▶ **Stated goal**
Drop every picture and give the entries back exactly.

▶ **Dataset records**
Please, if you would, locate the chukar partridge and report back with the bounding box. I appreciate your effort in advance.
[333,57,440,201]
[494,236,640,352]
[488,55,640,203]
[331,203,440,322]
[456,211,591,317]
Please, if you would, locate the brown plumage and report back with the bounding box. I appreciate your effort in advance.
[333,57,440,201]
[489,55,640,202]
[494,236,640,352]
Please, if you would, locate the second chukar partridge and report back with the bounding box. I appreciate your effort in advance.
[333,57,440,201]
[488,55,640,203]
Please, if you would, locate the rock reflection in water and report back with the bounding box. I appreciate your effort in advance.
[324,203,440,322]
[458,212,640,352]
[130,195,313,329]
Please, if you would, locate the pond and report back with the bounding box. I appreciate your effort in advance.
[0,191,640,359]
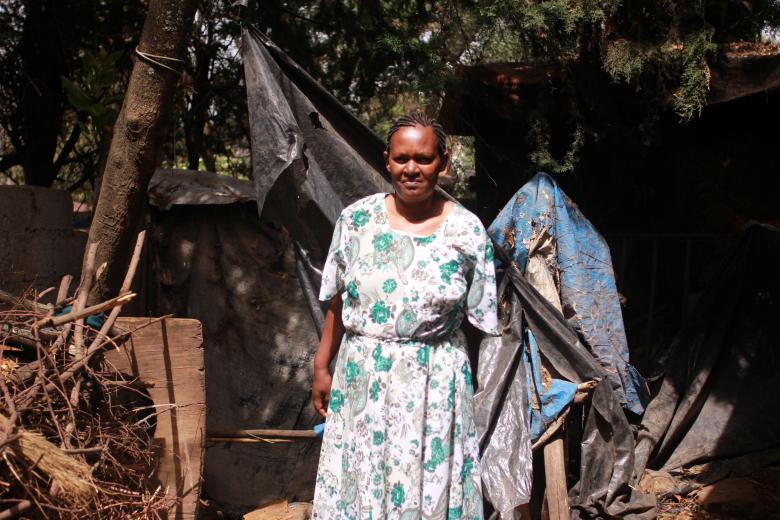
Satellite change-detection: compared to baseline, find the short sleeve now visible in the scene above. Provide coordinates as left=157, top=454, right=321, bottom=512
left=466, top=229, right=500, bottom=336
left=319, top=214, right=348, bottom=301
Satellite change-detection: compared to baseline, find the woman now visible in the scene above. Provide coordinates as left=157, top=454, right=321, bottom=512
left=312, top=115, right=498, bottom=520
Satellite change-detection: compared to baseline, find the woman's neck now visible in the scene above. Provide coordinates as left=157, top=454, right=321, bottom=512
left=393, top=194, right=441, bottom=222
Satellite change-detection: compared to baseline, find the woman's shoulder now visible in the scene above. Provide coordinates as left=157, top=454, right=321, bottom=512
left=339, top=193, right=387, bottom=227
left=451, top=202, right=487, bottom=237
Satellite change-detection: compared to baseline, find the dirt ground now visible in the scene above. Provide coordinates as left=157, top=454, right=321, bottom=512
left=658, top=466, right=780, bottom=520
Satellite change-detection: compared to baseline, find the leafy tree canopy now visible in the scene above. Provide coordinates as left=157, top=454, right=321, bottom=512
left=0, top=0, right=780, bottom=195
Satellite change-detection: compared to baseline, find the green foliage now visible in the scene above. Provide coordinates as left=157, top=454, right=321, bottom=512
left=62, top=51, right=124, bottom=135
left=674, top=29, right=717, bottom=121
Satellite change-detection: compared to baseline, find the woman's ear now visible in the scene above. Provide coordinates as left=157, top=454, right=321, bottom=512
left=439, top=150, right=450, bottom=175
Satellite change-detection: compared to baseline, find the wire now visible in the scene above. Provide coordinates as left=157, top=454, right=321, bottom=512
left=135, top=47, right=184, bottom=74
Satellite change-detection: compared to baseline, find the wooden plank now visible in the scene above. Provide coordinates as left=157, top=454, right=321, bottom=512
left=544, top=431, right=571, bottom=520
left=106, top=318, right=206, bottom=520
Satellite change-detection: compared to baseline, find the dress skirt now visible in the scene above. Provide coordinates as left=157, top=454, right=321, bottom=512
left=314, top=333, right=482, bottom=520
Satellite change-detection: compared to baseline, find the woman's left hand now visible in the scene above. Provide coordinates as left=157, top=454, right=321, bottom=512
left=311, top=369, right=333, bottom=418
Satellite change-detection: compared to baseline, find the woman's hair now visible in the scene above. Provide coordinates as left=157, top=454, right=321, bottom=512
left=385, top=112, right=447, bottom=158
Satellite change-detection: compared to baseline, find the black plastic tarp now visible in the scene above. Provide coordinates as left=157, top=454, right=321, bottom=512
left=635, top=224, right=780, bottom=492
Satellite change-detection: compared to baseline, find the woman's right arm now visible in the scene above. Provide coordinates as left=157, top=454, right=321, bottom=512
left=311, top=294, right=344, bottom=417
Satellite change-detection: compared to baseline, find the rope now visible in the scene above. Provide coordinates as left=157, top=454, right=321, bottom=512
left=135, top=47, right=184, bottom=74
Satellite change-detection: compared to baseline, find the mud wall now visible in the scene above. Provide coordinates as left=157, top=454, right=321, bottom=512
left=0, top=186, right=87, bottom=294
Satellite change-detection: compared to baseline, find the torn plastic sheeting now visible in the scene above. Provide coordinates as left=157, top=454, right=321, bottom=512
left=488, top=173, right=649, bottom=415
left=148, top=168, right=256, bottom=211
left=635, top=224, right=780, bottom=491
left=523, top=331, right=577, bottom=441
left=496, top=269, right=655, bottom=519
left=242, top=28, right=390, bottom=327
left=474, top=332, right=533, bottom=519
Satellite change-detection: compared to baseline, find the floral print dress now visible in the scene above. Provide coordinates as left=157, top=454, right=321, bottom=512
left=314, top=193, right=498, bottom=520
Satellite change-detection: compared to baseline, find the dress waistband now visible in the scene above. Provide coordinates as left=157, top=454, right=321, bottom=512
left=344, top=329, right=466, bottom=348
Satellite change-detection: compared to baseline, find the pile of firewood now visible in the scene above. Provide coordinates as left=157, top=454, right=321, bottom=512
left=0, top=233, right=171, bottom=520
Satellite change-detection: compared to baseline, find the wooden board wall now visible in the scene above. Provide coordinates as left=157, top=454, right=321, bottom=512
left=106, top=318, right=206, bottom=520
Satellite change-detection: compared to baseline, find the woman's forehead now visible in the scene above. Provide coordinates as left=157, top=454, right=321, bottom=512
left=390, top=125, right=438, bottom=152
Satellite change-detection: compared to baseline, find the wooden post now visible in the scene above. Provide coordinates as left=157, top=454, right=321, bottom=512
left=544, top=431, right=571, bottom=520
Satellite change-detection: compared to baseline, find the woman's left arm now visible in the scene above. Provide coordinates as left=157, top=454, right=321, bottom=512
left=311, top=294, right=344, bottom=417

▶ **Output of the exercise**
Please, if you would, locate the chukar partridge and report back with the bounding box. I appreciate your effort in advance.
[333,57,440,201]
[494,236,640,352]
[488,55,640,203]
[331,203,440,322]
[456,211,591,317]
Please, if you would, locate the brown plumage and report back with the bounding box. I appreciate your effort in advance.
[333,57,440,201]
[489,55,640,202]
[494,236,640,352]
Please, if you would, locate the second chukar partridge and report back with the bounding box. I appreciate your effort in advance.
[333,57,440,201]
[488,55,640,203]
Please, if you would, locate the rock reflection in water and report back with the bounding box. I appreciate your effort in advance.
[324,203,440,322]
[458,212,640,352]
[130,195,313,329]
Please, if you would, locate the pond and report back with the bounding box. I appreciate your effort in advance.
[0,191,640,359]
Satellite change-detection: compared to baseline, find the short sleeve now visible in the scene above. Provide coordinates as left=157, top=454, right=321, bottom=512
left=466, top=229, right=500, bottom=336
left=319, top=214, right=348, bottom=301
Satellite change-detection: compared to baseline, find the woman now visible in the scene above. Provide coordinates as left=157, top=454, right=321, bottom=512
left=312, top=115, right=498, bottom=520
Satellite change-detection: compared to baseline, find the woman's neck now visible in the scene above. Provide coordinates as left=157, top=454, right=321, bottom=512
left=393, top=194, right=441, bottom=222
Satellite change-detection: compared to baseline, find the woman's shoulder now visible in the scene above. Provide coordinates as left=157, top=454, right=321, bottom=512
left=339, top=193, right=387, bottom=227
left=451, top=202, right=487, bottom=237
Satellite change-detection: compared to baseline, find the dirt ground now visible in the scene above. Provide coordinates as left=157, top=454, right=321, bottom=512
left=658, top=466, right=780, bottom=520
Satellite change-detection: compared to baseline, find the leafy tree canopy now visible in the scene above. Provide coordinates as left=157, top=454, right=321, bottom=512
left=0, top=0, right=780, bottom=195
Satellite change-detection: compared to baseline, find the green foliage now visible in the scene above. Provide coordinates as left=157, top=454, right=321, bottom=512
left=62, top=51, right=124, bottom=135
left=674, top=29, right=717, bottom=121
Satellite change-detection: compared to baseline, find the woman's ear now visible in the scene above. Provide coordinates as left=157, top=454, right=321, bottom=512
left=439, top=150, right=450, bottom=175
Satellite change-detection: compared to baseline, find the wire now visible in the scene above. Provide coordinates as left=157, top=454, right=321, bottom=512
left=135, top=47, right=184, bottom=74
Satellite change-detection: compared to baseline, find the wooden plank now visible in the scene above. Provide coordinates as left=157, top=454, right=321, bottom=512
left=544, top=431, right=571, bottom=520
left=106, top=318, right=206, bottom=520
Satellite change-detection: compared to baseline, find the dress skirt now visible in the scene above. Provide coordinates as left=157, top=454, right=321, bottom=512
left=314, top=333, right=482, bottom=520
Satellite change-detection: compared to baseline, find the woman's left hand now visible in the scene above. Provide coordinates as left=157, top=454, right=321, bottom=512
left=311, top=369, right=333, bottom=418
Satellite change-detection: compared to baseline, find the woman's hair now visible in the scene above. Provide coordinates as left=157, top=454, right=321, bottom=512
left=385, top=112, right=447, bottom=158
Satellite change-detection: compared to baseline, find the black plastic tarp now visible in the scene above. Provide coordinates as left=157, top=454, right=321, bottom=512
left=635, top=224, right=780, bottom=492
Satellite change-detection: compared to baseline, find the woman's right arm now visible in the scene above. Provide coordinates as left=157, top=454, right=321, bottom=512
left=311, top=294, right=344, bottom=417
Satellite change-detection: compared to baseline, find the rope now visible in the scene above. Provide coordinates as left=157, top=454, right=321, bottom=512
left=135, top=47, right=184, bottom=74
Satellite change-detection: compared to baseline, find the mud wall now visible in the scene above. Provide coordinates as left=157, top=454, right=321, bottom=512
left=0, top=186, right=87, bottom=294
Satellite change-detection: compared to baseline, find the torn plastic sheeting now visible in the scene above. Provide coordinates as left=157, top=454, right=321, bottom=512
left=488, top=173, right=649, bottom=415
left=148, top=168, right=256, bottom=211
left=635, top=224, right=780, bottom=491
left=523, top=331, right=577, bottom=441
left=496, top=269, right=655, bottom=519
left=242, top=28, right=390, bottom=327
left=474, top=332, right=533, bottom=519
Satellite change-detection: compared to baseline, find the floral print dress now visible in the scene above. Provide coordinates as left=157, top=454, right=321, bottom=512
left=314, top=193, right=498, bottom=520
Satellite change-detection: compared to baseline, find the dress waistband now visible in the scene above. Provide coordinates as left=157, top=454, right=321, bottom=512
left=344, top=329, right=466, bottom=348
Satellite change-detection: compared to baseline, find the pile of firewood now visible in the scene above. Provide coordinates as left=157, top=454, right=321, bottom=512
left=0, top=233, right=171, bottom=520
Satellite change-detection: compared to baseline, find the wooden board wall now visible in the scene above. Provide coordinates as left=157, top=454, right=321, bottom=512
left=106, top=318, right=206, bottom=520
Satellite change-detection: compared to baseline, find the woman's forehead now visible in the scene above. Provide coordinates as left=157, top=454, right=321, bottom=512
left=390, top=125, right=438, bottom=152
Satellite change-detection: compared to baseline, find the wooden post now visible in the scene above. Provide coordinates as left=157, top=454, right=321, bottom=512
left=544, top=431, right=571, bottom=520
Satellite change-detection: compared to baseline, find the woman's left arm now visible in the scene above. Provide coordinates as left=157, top=454, right=321, bottom=512
left=311, top=294, right=344, bottom=417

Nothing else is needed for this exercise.